Listing -
— begin —

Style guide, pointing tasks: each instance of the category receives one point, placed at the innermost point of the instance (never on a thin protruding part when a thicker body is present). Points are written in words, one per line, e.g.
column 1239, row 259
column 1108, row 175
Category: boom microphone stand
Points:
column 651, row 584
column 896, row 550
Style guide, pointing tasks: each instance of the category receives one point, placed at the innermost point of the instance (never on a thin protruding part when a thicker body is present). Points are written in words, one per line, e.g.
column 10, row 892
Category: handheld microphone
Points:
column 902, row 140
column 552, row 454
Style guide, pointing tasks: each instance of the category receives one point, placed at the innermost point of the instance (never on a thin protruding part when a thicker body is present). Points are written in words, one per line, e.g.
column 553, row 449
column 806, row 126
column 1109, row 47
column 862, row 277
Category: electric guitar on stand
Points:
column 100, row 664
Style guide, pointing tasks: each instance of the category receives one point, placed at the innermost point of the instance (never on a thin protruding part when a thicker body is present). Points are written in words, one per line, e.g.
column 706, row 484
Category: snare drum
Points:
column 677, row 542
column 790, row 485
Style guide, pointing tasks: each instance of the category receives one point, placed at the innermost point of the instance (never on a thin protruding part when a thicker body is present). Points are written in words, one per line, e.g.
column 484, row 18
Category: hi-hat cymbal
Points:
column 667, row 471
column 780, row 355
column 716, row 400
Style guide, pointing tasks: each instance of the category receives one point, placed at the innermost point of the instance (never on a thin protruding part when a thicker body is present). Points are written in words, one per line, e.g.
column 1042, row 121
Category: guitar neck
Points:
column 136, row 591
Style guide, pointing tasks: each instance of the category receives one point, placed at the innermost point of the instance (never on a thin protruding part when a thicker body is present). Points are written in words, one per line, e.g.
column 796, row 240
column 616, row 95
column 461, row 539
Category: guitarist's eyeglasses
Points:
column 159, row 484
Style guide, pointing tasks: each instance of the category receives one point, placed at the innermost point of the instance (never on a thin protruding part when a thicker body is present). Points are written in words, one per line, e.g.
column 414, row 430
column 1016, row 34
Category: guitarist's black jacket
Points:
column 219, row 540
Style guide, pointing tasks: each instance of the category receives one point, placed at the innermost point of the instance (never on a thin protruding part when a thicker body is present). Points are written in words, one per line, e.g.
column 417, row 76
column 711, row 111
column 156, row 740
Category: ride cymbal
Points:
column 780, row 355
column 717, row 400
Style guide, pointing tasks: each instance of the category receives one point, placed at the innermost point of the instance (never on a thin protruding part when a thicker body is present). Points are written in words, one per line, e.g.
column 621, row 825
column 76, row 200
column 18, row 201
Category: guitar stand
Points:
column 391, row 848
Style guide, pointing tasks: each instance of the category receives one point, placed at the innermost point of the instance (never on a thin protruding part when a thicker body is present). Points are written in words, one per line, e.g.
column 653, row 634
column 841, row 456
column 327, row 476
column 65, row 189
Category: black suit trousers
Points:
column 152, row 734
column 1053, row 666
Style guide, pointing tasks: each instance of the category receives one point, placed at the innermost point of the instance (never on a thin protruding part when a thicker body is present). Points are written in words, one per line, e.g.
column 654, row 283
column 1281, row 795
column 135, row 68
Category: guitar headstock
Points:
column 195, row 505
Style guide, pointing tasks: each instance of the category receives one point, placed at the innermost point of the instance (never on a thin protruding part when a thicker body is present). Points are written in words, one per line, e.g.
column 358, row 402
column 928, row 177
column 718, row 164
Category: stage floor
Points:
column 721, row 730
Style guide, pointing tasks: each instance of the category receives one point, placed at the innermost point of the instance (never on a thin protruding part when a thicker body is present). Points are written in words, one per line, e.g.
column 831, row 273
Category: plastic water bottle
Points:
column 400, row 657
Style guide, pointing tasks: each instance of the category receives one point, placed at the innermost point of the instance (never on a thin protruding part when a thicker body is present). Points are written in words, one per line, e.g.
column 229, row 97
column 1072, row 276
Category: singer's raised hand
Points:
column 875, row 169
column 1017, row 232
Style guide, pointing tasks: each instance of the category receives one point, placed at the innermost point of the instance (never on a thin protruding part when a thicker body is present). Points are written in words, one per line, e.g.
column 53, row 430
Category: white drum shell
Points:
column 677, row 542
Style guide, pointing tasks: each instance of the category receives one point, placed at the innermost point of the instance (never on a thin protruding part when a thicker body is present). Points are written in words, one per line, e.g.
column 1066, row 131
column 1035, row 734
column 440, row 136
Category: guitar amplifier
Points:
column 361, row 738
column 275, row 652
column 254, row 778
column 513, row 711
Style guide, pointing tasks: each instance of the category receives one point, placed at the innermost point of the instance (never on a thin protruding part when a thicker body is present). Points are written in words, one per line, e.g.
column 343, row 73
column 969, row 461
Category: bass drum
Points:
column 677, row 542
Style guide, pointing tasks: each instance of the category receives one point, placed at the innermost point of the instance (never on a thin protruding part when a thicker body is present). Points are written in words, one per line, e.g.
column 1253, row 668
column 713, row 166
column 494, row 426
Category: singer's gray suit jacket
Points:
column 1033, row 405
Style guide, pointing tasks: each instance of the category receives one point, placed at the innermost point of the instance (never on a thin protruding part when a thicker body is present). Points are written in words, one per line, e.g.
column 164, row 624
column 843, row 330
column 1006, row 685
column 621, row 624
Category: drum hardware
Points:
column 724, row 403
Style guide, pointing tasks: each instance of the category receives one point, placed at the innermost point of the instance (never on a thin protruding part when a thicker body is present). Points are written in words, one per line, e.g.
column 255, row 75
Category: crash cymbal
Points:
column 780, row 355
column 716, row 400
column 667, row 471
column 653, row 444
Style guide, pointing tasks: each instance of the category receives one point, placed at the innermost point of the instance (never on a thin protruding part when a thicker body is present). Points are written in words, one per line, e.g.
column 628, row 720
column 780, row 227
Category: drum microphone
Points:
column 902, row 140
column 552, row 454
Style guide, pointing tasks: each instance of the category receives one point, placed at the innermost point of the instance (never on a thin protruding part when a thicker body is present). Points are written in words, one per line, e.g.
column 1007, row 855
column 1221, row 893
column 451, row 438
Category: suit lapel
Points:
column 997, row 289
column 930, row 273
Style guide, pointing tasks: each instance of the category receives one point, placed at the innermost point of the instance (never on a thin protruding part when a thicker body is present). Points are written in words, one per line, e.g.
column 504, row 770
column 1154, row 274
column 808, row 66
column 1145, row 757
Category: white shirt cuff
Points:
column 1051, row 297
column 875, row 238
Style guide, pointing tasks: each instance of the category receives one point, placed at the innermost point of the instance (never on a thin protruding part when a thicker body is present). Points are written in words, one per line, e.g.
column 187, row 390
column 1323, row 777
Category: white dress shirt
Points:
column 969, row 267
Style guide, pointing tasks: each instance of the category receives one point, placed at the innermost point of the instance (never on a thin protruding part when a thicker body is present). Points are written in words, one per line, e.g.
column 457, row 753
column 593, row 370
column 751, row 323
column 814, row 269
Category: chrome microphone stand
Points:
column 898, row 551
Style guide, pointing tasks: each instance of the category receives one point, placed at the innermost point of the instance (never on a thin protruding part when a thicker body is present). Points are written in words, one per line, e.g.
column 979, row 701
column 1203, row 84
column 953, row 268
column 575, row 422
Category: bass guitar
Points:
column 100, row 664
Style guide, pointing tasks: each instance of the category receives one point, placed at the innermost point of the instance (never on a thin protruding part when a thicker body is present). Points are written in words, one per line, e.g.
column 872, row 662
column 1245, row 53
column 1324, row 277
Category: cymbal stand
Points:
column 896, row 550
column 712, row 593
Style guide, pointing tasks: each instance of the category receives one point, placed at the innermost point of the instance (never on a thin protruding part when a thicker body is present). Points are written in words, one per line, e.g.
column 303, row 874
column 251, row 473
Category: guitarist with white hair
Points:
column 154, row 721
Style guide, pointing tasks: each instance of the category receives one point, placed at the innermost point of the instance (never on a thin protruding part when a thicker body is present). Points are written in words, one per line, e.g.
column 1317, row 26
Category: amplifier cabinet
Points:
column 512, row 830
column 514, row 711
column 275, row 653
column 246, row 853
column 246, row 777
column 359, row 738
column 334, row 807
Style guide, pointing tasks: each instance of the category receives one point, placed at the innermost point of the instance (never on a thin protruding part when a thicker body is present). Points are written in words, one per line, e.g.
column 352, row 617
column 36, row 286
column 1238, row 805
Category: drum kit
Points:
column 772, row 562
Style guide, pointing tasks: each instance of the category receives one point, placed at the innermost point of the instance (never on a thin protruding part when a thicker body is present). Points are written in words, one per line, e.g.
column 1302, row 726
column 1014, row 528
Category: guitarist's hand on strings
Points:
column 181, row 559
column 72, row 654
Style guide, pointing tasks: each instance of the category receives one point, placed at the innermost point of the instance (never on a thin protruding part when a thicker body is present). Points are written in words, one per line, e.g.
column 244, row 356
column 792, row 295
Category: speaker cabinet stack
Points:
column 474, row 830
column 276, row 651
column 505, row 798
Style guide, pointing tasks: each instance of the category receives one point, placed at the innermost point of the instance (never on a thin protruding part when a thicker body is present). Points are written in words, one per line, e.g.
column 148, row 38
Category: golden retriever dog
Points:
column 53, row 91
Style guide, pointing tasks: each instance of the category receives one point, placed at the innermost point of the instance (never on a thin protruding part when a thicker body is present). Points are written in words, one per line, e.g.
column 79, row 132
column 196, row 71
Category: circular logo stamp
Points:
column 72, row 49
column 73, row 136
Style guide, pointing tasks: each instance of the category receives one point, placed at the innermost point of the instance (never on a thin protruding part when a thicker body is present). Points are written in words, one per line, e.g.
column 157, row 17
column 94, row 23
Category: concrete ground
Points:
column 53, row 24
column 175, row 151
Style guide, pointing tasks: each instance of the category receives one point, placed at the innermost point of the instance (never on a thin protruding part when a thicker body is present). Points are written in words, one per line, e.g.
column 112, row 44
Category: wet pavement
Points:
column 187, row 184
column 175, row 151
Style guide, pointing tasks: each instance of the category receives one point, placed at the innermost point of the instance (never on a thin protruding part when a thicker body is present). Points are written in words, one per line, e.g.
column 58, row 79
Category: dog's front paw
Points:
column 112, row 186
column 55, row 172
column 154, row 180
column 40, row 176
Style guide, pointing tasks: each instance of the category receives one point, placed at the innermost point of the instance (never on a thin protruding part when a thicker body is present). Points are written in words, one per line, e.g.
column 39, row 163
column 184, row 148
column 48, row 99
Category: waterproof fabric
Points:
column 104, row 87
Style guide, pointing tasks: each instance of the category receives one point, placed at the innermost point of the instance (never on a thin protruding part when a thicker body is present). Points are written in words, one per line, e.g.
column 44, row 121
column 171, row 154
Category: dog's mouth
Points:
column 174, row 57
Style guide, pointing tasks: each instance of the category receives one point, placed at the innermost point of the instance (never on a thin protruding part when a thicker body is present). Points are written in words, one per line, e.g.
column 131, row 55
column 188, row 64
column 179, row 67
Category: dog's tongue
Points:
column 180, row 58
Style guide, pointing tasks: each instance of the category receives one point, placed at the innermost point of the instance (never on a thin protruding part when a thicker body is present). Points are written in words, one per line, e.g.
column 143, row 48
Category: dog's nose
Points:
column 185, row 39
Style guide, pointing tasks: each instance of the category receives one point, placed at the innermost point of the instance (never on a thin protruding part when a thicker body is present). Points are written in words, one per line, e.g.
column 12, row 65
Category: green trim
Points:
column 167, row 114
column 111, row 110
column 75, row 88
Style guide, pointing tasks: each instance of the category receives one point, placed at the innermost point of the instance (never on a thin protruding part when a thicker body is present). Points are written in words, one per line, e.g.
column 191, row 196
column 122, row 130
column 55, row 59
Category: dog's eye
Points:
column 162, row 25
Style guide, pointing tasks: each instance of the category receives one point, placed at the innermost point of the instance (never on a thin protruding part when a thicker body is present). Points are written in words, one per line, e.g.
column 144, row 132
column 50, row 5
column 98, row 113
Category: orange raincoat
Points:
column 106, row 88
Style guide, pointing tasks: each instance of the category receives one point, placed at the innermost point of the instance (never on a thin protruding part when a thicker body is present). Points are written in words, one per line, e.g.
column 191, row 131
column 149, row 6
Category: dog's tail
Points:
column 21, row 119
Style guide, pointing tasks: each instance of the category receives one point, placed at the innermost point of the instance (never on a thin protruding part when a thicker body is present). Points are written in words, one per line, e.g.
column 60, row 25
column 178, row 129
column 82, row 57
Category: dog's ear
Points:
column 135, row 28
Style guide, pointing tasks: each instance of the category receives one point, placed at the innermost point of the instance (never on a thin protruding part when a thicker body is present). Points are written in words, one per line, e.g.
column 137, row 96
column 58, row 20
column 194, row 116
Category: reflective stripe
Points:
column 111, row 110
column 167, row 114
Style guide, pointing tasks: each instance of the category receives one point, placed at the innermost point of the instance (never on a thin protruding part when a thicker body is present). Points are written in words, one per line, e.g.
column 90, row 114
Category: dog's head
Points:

— end —

Exercise goal - Count how many of the lines above contain the word "amplifier". Reply with that number alone.

Task answer - 2